* [AIM] Print each of the entries below word for word, without changing a single character.

● ● ● ●

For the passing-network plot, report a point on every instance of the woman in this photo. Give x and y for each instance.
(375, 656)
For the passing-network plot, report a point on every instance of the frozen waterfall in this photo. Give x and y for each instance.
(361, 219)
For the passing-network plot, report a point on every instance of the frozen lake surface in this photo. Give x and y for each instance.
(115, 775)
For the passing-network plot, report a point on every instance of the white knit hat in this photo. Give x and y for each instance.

● ● ● ●

* [OUTPUT BELOW]
For the passing-network plot, report a point on every instance of the woman in this photo. Give x and y for each instance.
(375, 656)
For the passing-network plot, report a point on every instance of the frozen waterfall in this photo. Give x and y for each instance.
(361, 219)
For the passing-network plot, report a point on every instance of the frozen lake surface in this photo. Give x and y for each instance.
(115, 775)
For the passing-network plot, report a point on every instance of the white knit hat in this photo. Give x and y for each instance.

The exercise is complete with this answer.